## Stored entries

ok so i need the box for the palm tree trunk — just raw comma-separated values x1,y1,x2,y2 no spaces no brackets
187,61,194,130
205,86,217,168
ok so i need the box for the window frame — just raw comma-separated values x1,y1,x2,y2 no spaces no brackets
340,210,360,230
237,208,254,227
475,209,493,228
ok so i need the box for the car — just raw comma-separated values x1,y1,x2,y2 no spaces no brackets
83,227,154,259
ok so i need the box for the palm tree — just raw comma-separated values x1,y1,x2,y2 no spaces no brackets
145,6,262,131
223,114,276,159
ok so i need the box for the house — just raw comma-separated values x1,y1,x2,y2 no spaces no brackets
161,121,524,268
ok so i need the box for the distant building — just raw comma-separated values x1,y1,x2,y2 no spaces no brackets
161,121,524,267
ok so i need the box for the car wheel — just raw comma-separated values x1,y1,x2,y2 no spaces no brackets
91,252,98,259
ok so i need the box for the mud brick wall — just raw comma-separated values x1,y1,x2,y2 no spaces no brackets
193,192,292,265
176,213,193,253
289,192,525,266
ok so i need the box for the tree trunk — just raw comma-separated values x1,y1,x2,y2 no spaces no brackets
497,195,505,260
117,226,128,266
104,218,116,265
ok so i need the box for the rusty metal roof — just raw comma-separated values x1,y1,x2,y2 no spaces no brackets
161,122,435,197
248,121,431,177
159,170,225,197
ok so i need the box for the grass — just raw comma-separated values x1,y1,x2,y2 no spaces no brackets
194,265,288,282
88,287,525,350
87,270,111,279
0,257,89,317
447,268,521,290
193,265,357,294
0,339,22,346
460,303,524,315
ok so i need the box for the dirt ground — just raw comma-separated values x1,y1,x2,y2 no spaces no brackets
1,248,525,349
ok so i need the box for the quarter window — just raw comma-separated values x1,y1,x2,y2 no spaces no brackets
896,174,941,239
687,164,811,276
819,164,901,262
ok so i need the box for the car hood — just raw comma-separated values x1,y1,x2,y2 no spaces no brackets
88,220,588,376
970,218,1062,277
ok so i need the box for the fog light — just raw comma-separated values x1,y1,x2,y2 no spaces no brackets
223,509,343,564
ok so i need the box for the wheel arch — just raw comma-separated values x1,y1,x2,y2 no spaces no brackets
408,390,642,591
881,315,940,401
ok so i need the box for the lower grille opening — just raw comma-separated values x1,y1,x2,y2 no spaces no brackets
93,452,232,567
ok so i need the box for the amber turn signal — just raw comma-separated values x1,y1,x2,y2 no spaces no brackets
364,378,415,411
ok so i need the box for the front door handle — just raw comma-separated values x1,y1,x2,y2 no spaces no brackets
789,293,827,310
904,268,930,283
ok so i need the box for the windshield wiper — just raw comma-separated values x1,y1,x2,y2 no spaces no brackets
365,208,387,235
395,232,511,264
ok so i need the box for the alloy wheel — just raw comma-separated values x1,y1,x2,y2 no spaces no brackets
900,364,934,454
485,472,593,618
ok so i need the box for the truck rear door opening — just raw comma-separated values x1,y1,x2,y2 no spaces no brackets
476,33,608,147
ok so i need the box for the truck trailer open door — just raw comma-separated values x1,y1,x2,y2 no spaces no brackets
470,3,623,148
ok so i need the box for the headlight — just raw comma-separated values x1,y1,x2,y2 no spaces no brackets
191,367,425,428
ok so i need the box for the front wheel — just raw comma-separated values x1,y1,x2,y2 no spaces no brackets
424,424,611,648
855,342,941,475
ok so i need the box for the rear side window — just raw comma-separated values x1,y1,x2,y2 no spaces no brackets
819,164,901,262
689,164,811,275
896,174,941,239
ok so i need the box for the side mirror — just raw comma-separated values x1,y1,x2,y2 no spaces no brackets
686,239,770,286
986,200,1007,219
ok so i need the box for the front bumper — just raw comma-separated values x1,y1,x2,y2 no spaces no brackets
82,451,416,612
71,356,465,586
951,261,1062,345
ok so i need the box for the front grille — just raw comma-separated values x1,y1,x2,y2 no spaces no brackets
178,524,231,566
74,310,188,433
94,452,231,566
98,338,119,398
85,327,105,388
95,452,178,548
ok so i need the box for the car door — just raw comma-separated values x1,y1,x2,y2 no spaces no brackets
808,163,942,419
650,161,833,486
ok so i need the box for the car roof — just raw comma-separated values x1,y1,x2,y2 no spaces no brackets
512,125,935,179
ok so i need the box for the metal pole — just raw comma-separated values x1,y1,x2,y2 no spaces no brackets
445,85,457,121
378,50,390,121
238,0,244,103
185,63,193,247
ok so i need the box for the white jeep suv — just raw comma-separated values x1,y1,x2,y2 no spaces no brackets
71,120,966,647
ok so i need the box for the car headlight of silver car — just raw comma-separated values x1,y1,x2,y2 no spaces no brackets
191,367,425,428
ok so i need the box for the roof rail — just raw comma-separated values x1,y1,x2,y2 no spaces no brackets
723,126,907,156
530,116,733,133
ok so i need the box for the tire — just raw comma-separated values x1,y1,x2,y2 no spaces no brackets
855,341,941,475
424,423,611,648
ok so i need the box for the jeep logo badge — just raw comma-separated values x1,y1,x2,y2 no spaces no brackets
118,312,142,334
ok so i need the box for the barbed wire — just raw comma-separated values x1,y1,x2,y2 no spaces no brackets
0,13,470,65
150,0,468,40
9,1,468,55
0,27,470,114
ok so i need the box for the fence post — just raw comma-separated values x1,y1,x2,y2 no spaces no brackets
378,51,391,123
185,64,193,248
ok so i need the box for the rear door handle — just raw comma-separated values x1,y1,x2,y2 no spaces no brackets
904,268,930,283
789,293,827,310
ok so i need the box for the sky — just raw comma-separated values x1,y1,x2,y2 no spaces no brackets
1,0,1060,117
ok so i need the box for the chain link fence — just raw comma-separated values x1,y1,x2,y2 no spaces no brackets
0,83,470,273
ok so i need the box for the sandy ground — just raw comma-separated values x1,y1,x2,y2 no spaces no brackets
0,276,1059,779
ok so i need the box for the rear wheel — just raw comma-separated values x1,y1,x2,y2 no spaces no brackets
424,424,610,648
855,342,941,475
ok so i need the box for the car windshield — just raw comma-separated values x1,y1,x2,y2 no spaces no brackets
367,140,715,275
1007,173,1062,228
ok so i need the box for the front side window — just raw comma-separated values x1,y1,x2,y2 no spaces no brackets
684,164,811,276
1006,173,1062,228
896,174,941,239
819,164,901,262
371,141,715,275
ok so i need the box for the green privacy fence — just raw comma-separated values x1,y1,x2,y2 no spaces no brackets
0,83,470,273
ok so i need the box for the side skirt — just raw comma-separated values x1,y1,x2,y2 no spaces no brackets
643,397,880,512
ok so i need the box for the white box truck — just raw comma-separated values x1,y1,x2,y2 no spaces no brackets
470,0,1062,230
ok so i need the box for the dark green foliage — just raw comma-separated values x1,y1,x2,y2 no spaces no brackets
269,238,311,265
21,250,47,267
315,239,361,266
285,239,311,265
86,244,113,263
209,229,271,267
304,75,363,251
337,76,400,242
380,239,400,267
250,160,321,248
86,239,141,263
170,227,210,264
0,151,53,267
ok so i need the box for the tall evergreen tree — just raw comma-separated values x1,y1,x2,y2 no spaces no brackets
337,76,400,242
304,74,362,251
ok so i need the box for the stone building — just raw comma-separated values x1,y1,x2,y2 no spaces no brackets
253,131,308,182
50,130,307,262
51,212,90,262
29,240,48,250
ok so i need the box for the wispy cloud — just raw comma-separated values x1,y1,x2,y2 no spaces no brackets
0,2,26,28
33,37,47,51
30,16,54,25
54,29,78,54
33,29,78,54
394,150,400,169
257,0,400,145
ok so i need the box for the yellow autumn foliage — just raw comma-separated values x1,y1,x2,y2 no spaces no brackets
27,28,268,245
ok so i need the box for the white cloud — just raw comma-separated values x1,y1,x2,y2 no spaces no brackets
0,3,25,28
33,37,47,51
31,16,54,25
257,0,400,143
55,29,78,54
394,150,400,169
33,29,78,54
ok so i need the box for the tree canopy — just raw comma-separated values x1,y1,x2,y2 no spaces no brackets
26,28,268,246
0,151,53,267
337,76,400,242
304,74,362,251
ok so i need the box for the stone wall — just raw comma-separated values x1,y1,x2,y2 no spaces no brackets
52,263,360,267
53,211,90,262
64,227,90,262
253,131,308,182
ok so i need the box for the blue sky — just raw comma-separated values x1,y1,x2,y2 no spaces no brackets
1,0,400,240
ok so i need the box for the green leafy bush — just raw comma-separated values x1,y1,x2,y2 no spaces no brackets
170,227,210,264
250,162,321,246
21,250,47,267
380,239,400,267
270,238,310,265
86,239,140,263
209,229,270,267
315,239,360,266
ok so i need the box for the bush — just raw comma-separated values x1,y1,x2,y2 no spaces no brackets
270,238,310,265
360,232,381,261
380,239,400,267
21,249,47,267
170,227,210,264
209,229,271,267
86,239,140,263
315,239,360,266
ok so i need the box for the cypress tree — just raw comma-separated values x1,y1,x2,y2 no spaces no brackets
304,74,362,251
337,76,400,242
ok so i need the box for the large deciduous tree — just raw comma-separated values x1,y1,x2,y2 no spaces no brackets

## Activity
The answer is a portion of the data. Write out exactly the line with "ok so i need the box for the wispy" and all lines after it.

## Output below
ok so i need the box for the wispy cloud — just raw comma-separated values x1,y1,x2,y2 no spaces no brackets
0,2,26,28
33,37,47,51
30,16,54,25
54,29,78,54
33,29,78,54
394,150,400,169
257,0,400,145
ok so i need the box for the yellow autumn foliage — just raw comma-separated values x1,y1,x2,y2 no spaces no brackets
27,28,268,245
ok so i need the box for the white cloud — just raw comma-separated values x1,y1,x2,y2 no spaces no brackets
0,3,25,28
33,37,47,51
31,16,54,25
257,0,400,143
55,29,78,54
394,150,400,169
33,29,78,54
ok so i need the box for the tree canopy — just raw comma-separated values x1,y1,x2,y2 no spaces no brackets
26,28,268,246
0,151,53,267
337,76,400,242
304,74,362,251
ok so i need the box for the stone wall — just raw comma-separated values x1,y1,x2,y2 no spaces no brackets
52,263,360,267
53,211,90,262
64,227,90,262
253,131,308,182
ok so i need the box for the blue sky — just raw comma-separated values x1,y1,x2,y2 no spaces no brackets
1,0,400,240
ok so i need the box for the green leafy bush — just raw comma-separated values x1,y1,x2,y2 no spaces no brackets
170,227,210,264
250,162,321,246
21,250,47,267
380,239,400,267
270,238,310,265
86,239,140,263
209,229,270,267
315,239,360,266
ok so i need the box for the bush — just raw comma-separated values x1,y1,x2,y2 no spaces no brackets
270,238,310,265
360,232,381,261
380,239,400,267
21,249,47,267
170,227,210,264
209,229,271,267
86,239,140,263
315,239,360,266
ok so i need the box for the cypress tree — just raw comma-separated values x1,y1,x2,y2 no spaces no brackets
304,74,362,251
337,76,400,242
ok so i need the box for the large deciduous tree — just raw comma-separated values x1,y1,x2,y2 no spaces no brackets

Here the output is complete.